SOURCE DATA:
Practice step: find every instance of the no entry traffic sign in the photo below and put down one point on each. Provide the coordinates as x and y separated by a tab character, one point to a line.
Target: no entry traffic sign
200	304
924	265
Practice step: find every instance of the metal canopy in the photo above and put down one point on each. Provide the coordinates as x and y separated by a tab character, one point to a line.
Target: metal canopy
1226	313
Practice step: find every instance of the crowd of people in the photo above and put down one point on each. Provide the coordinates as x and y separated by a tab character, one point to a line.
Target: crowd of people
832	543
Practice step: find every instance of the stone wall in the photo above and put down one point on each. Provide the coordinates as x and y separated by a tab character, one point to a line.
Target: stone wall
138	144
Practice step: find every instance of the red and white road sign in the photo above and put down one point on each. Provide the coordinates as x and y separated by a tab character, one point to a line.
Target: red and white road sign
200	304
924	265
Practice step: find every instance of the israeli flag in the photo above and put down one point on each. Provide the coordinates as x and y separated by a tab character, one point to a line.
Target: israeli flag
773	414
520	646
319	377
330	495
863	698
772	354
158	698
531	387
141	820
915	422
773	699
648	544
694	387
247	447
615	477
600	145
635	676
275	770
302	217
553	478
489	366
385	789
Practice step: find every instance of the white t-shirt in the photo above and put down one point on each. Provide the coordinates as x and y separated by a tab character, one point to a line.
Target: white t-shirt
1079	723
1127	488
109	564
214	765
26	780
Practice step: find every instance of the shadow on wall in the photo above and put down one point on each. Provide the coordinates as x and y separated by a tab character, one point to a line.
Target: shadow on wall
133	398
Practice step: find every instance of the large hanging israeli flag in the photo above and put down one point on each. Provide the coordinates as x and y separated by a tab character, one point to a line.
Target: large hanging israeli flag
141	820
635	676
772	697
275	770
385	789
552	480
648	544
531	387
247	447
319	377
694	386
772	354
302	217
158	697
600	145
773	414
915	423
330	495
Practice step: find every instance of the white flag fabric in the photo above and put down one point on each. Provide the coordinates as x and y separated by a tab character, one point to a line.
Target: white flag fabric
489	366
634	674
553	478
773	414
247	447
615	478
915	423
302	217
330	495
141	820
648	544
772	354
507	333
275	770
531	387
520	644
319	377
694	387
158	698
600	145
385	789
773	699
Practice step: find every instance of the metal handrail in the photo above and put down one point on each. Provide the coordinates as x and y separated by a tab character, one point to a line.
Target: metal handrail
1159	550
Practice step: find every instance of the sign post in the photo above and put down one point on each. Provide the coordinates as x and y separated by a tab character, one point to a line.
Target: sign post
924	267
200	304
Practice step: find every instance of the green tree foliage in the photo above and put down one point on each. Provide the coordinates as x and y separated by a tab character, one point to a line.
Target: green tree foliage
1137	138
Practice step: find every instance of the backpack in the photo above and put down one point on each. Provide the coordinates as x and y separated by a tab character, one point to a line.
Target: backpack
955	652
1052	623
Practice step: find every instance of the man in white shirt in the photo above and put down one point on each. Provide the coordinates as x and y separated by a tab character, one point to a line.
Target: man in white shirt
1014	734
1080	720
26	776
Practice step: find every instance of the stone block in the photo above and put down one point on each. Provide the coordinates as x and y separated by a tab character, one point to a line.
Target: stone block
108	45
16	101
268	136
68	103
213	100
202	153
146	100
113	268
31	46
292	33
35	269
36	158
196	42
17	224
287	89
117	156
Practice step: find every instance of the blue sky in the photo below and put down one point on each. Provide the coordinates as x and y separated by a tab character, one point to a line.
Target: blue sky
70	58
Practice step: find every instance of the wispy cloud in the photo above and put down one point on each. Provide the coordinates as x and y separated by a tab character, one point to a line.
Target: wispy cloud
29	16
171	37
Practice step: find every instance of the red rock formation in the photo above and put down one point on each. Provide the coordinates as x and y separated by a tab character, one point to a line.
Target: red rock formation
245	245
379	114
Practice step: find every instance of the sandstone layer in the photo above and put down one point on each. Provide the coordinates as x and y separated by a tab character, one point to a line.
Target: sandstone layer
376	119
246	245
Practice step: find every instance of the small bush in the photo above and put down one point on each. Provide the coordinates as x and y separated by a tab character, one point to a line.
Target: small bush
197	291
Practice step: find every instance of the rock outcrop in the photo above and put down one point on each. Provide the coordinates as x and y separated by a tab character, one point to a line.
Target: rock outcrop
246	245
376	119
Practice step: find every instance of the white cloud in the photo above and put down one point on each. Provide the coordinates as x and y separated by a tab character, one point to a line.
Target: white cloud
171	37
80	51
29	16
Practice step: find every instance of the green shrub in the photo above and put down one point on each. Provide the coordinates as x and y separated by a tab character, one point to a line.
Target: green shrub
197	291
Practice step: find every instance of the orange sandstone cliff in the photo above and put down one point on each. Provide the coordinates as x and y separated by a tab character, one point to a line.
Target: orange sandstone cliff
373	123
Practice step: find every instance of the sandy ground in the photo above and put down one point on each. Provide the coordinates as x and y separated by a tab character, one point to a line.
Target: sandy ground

ASSIGNMENT:
From the records above, pull every line that carries the word "ground".

EXERCISE ANSWER:
Practice step: find every instance of the sandy ground in the photo above and put down one point on each. Provide the coordinates as x and y separated by a tab character, one point to a line.
Target: sandy ground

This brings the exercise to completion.